**What is expected**
Repeat every row below word for word, leaving out the pictures.

(Labeled-object pointing entries)
========================
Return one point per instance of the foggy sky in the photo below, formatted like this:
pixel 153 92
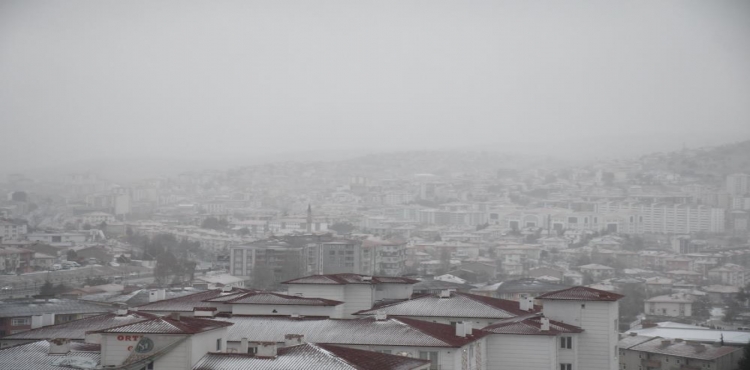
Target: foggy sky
pixel 236 79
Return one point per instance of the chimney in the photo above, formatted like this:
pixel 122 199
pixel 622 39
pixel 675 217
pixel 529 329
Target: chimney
pixel 545 324
pixel 48 319
pixel 468 328
pixel 526 303
pixel 243 346
pixel 266 349
pixel 460 332
pixel 59 346
pixel 36 321
pixel 204 311
pixel 293 340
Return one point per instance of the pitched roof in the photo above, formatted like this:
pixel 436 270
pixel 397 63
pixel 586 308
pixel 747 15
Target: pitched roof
pixel 530 325
pixel 365 331
pixel 580 293
pixel 528 286
pixel 26 308
pixel 167 325
pixel 684 349
pixel 279 299
pixel 310 356
pixel 457 305
pixel 342 279
pixel 77 329
pixel 188 302
pixel 35 356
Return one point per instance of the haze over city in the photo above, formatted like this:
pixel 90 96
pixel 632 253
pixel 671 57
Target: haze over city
pixel 374 185
pixel 232 80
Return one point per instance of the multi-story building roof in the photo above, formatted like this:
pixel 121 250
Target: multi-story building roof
pixel 311 356
pixel 451 307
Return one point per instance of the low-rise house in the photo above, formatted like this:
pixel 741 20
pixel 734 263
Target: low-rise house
pixel 718 294
pixel 16 260
pixel 49 355
pixel 514 290
pixel 432 286
pixel 729 274
pixel 658 285
pixel 597 272
pixel 638 352
pixel 673 305
pixel 18 316
pixel 687 276
pixel 75 330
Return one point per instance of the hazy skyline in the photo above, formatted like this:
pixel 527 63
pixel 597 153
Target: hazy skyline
pixel 84 81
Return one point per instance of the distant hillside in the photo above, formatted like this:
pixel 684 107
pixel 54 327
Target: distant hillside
pixel 708 163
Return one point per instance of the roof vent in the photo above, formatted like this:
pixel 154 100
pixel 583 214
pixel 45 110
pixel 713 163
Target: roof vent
pixel 293 339
pixel 59 346
pixel 545 324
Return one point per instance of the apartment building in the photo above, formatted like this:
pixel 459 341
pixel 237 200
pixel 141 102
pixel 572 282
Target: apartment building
pixel 670 218
pixel 596 313
pixel 673 305
pixel 655 353
pixel 11 230
pixel 334 257
pixel 383 257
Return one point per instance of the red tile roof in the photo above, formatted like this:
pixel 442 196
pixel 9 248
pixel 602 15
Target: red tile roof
pixel 368 360
pixel 342 279
pixel 444 332
pixel 581 293
pixel 280 299
pixel 189 302
pixel 457 305
pixel 310 356
pixel 530 325
pixel 166 325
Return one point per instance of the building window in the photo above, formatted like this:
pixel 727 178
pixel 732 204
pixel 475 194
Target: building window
pixel 566 342
pixel 432 356
pixel 20 321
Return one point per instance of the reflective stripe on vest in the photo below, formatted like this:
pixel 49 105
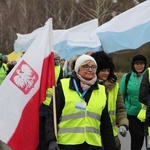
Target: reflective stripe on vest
pixel 142 114
pixel 77 125
pixel 112 98
pixel 49 91
pixel 3 73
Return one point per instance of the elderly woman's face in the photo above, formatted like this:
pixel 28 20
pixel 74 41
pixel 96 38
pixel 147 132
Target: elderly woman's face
pixel 88 71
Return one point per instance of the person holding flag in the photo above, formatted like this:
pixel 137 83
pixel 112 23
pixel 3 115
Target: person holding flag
pixel 44 106
pixel 82 117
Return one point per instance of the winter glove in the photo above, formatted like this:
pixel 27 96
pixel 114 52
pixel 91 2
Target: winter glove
pixel 123 131
pixel 53 146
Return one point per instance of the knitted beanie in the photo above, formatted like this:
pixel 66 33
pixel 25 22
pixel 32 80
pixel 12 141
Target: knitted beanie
pixel 103 60
pixel 81 60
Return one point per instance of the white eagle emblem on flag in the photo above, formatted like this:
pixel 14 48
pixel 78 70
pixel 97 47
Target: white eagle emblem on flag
pixel 24 77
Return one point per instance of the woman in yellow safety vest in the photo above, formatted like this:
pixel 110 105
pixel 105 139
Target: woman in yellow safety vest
pixel 116 107
pixel 82 117
pixel 144 97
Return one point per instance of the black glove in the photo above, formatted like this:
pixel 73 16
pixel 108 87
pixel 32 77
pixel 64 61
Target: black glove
pixel 53 145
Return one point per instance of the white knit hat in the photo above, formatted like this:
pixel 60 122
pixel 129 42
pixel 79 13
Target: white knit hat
pixel 81 60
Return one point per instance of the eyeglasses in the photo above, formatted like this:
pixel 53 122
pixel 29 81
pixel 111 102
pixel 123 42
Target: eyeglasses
pixel 87 67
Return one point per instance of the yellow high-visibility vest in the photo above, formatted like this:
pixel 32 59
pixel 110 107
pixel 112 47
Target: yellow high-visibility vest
pixel 112 98
pixel 80 122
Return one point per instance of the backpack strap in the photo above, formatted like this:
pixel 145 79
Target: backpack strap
pixel 126 82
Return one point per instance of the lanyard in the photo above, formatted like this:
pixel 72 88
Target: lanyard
pixel 77 90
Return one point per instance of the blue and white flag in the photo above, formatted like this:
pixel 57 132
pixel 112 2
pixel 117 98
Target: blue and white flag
pixel 61 38
pixel 129 30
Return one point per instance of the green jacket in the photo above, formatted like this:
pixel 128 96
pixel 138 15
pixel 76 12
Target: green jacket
pixel 131 94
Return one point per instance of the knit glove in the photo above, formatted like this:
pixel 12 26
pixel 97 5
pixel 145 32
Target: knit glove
pixel 53 145
pixel 123 131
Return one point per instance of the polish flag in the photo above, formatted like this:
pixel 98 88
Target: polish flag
pixel 23 90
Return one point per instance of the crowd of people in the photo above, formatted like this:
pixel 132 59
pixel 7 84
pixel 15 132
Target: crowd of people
pixel 92 107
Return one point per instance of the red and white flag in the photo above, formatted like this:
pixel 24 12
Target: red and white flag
pixel 23 90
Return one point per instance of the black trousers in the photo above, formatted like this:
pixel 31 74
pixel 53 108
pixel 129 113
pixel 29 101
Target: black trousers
pixel 42 137
pixel 136 129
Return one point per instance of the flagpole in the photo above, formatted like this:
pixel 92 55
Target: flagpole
pixel 54 99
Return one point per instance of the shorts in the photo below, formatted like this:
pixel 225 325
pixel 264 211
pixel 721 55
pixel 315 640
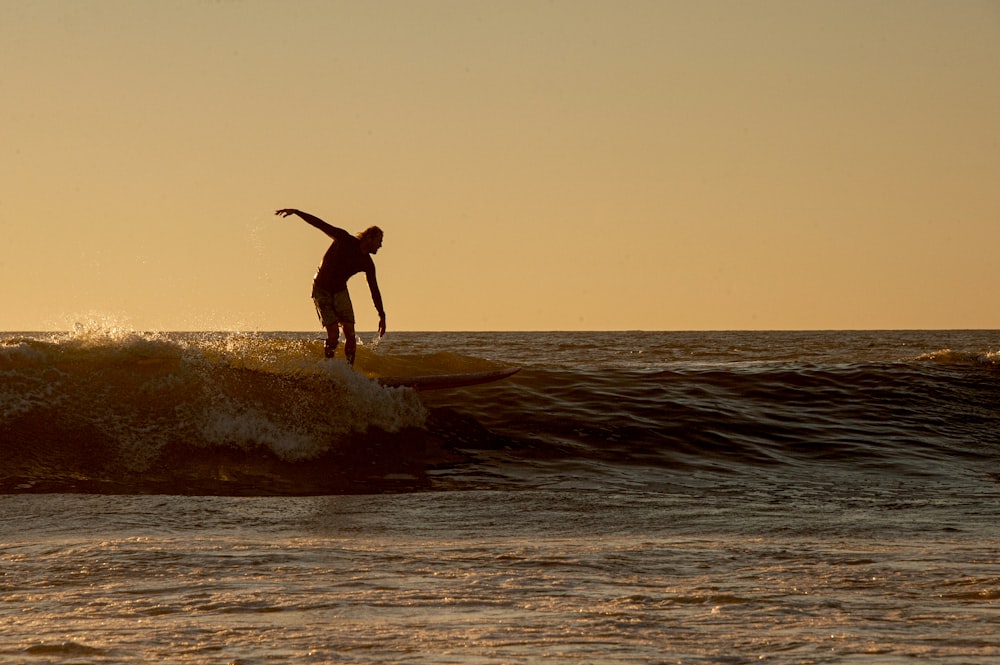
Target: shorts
pixel 333 309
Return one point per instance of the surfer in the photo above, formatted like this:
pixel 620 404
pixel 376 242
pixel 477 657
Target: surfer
pixel 347 256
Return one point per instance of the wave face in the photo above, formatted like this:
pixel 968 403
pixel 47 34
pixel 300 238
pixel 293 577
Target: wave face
pixel 220 413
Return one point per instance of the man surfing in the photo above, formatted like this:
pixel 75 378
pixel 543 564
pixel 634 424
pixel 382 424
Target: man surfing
pixel 347 256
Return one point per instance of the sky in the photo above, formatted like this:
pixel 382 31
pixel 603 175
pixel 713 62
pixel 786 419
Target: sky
pixel 535 165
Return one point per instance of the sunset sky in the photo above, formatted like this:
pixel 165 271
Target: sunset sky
pixel 598 165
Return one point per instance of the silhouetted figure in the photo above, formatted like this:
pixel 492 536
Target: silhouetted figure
pixel 347 256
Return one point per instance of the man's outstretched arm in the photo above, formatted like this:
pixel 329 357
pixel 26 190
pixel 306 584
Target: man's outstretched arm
pixel 377 299
pixel 312 220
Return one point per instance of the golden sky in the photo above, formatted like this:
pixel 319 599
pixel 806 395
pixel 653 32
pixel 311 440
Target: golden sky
pixel 536 165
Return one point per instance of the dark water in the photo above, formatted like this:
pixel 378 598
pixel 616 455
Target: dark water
========================
**Output**
Return one point per instance of the foggy sky in the photo below, formatted like this:
pixel 153 92
Target: foggy sky
pixel 236 79
Return one point per instance of the chimney in the photo above, formatted like this:
pixel 122 199
pixel 622 39
pixel 675 217
pixel 529 329
Target: chimney
pixel 545 324
pixel 48 319
pixel 468 328
pixel 526 303
pixel 243 346
pixel 266 349
pixel 460 332
pixel 59 346
pixel 36 321
pixel 204 311
pixel 293 340
Return one point per instance of the pitched roof in the photo above, formatted like this:
pixel 436 270
pixel 397 63
pixel 586 308
pixel 747 15
Target: pitched roof
pixel 530 325
pixel 365 331
pixel 580 293
pixel 528 286
pixel 26 308
pixel 167 325
pixel 684 349
pixel 279 299
pixel 310 356
pixel 457 305
pixel 342 279
pixel 77 329
pixel 188 302
pixel 35 356
Return one point per instance of the haze over city in the photo above, formatted like this:
pixel 90 96
pixel 632 253
pixel 671 57
Target: haze over city
pixel 374 185
pixel 232 80
Return one point per instance of the multi-story building roof in the photo above, formatted like this:
pixel 121 250
Target: multi-story building roof
pixel 311 356
pixel 451 307
Return one point per instance of the low-rise house in the photo above, formatted like this:
pixel 741 20
pixel 734 263
Target: low-rise house
pixel 718 294
pixel 16 260
pixel 49 355
pixel 514 290
pixel 432 286
pixel 729 274
pixel 658 285
pixel 597 272
pixel 638 352
pixel 673 305
pixel 18 316
pixel 687 276
pixel 75 330
Return one point per instance of the hazy skyline in the photo above, formatted like this:
pixel 527 63
pixel 597 153
Target: hazy skyline
pixel 84 81
Return one point per instance of the distant hillside in the photo above, formatted like this:
pixel 684 107
pixel 54 327
Target: distant hillside
pixel 708 163
Return one point per instance of the roof vent in the photo above, formatted like this:
pixel 154 100
pixel 583 214
pixel 45 110
pixel 713 163
Target: roof vent
pixel 293 339
pixel 59 346
pixel 545 324
Return one point per instance of the apartment building in the photo above, formatted like this:
pixel 459 341
pixel 237 200
pixel 141 102
pixel 572 282
Target: apartment building
pixel 670 218
pixel 596 313
pixel 673 305
pixel 655 353
pixel 11 230
pixel 334 257
pixel 383 257
Return one point per instance of the red tile roof in the photo above, formatted like this:
pixel 442 196
pixel 9 248
pixel 602 15
Target: red tile roof
pixel 368 360
pixel 342 279
pixel 444 332
pixel 581 293
pixel 280 299
pixel 189 302
pixel 457 305
pixel 310 356
pixel 530 325
pixel 166 325
Return one point per instance of the building window in the photo above, formatted like this:
pixel 727 178
pixel 732 204
pixel 475 194
Target: building window
pixel 566 342
pixel 432 356
pixel 20 321
Return one point per instance of the reflective stripe on vest in the photo below, formatted like this:
pixel 49 105
Target: reflective stripe on vest
pixel 142 114
pixel 77 125
pixel 112 98
pixel 49 91
pixel 3 73
Return one point per instance of the elderly woman's face in the photo above, formatted like this:
pixel 28 20
pixel 74 41
pixel 96 38
pixel 147 132
Target: elderly woman's face
pixel 88 71
Return one point per instance of the person holding flag in the photo above, formatted like this:
pixel 137 83
pixel 112 23
pixel 3 115
Target: person holding flag
pixel 44 106
pixel 82 117
Return one point per instance of the winter glove in the photo above, formatted like this:
pixel 27 96
pixel 114 52
pixel 91 2
Target: winter glove
pixel 123 131
pixel 53 146
Return one point per instance of the knitted beanie in the photo above, formatted like this:
pixel 66 33
pixel 25 22
pixel 32 80
pixel 12 141
Target: knitted beanie
pixel 103 60
pixel 81 60
Return one point per instance of the white eagle emblem on flag in the photo above, formatted like this:
pixel 14 48
pixel 78 70
pixel 97 47
Target: white eagle emblem on flag
pixel 24 77
Return one point per instance of the woman in yellow safety vest in the photo above, formatted like this:
pixel 110 105
pixel 105 139
Target: woman in yellow safety vest
pixel 116 107
pixel 82 117
pixel 144 97
Return one point per instance of the black glove in the photo above, formatted like this:
pixel 73 16
pixel 108 87
pixel 32 77
pixel 64 61
Target: black glove
pixel 53 145
Return one point per instance of the white knit hat in the photo above, formatted like this:
pixel 60 122
pixel 129 42
pixel 79 13
Target: white knit hat
pixel 81 60
Return one point per instance of the eyeglasses in the photo above, formatted like this:
pixel 53 122
pixel 29 81
pixel 111 102
pixel 123 42
Target: eyeglasses
pixel 87 67
Return one point per instance of the yellow high-visibility vest in the photo above, formatted like this:
pixel 32 59
pixel 110 107
pixel 112 47
Target: yellow high-visibility vest
pixel 112 98
pixel 80 122
Return one point per instance of the backpack strap in the photo above, formatted like this:
pixel 145 79
Target: backpack strap
pixel 126 82
Return one point per instance of the lanyard in the photo above, formatted like this:
pixel 72 88
Target: lanyard
pixel 77 90
Return one point per instance of the blue and white flag in the photo above, formatted like this:
pixel 57 132
pixel 112 2
pixel 117 98
Target: blue and white flag
pixel 61 38
pixel 129 30
Return one point per instance of the green jacket in the photo above, formatted like this:
pixel 128 96
pixel 138 15
pixel 76 12
Target: green jacket
pixel 131 94
Return one point per instance of the knit glove in the photo above, formatted like this:
pixel 12 26
pixel 97 5
pixel 145 32
Target: knit glove
pixel 53 145
pixel 123 131
Return one point per instance of the polish flag in the photo above, formatted like this:
pixel 98 88
Target: polish flag
pixel 23 90
Return one point per instance of the crowd of people in the photo above, formatted like this:
pixel 132 59
pixel 7 84
pixel 15 132
Target: crowd of people
pixel 92 107
Return one point per instance of the red and white flag in the photo above, formatted like this:
pixel 24 12
Target: red and white flag
pixel 23 90
Return one point per instance of the black trousers in the photo above, formatted like this:
pixel 31 74
pixel 53 108
pixel 129 113
pixel 29 101
Target: black trousers
pixel 42 137
pixel 136 129
Return one point per instance of the flagpole in the photo above, formatted like this:
pixel 92 55
Target: flagpole
pixel 54 99
Return one point per instance of the shorts in the photo below, formatted like this:
pixel 225 325
pixel 264 211
pixel 721 55
pixel 315 640
Target: shorts
pixel 333 309
Return one point per instance of the surfer in the photo above, formatted like this:
pixel 620 404
pixel 376 242
pixel 477 657
Target: surfer
pixel 347 256
Return one point per instance of the wave face in the photo above, formatted like this:
pixel 968 403
pixel 47 34
pixel 300 238
pixel 293 577
Target: wave face
pixel 220 413
Return one point per instance of the man surfing in the photo above, formatted like this:
pixel 75 378
pixel 543 564
pixel 634 424
pixel 382 424
Target: man surfing
pixel 347 256
Return one point per instance of the sky in the photo above, formatted like this:
pixel 382 31
pixel 603 175
pixel 713 62
pixel 786 419
Target: sky
pixel 535 165
Return one point per instance of the sunset sky in the photo above, formatted like this:
pixel 165 271
Target: sunset sky
pixel 598 165
Return one point per instance of the silhouetted figure in the photo above, formatted like this:
pixel 492 536
Target: silhouetted figure
pixel 347 256
Return one point per instance of the man's outstretched arm in the photo above, formatted like this:
pixel 329 357
pixel 26 190
pixel 306 584
Target: man's outstretched arm
pixel 377 299
pixel 312 220
Return one point per instance of the golden sky in the photo above, formatted like this:
pixel 319 599
pixel 806 395
pixel 653 32
pixel 311 440
Target: golden sky
pixel 536 165
Return one point per instance of the dark water in the photo above, formatted like this:
pixel 378 598
pixel 616 455
Target: dark water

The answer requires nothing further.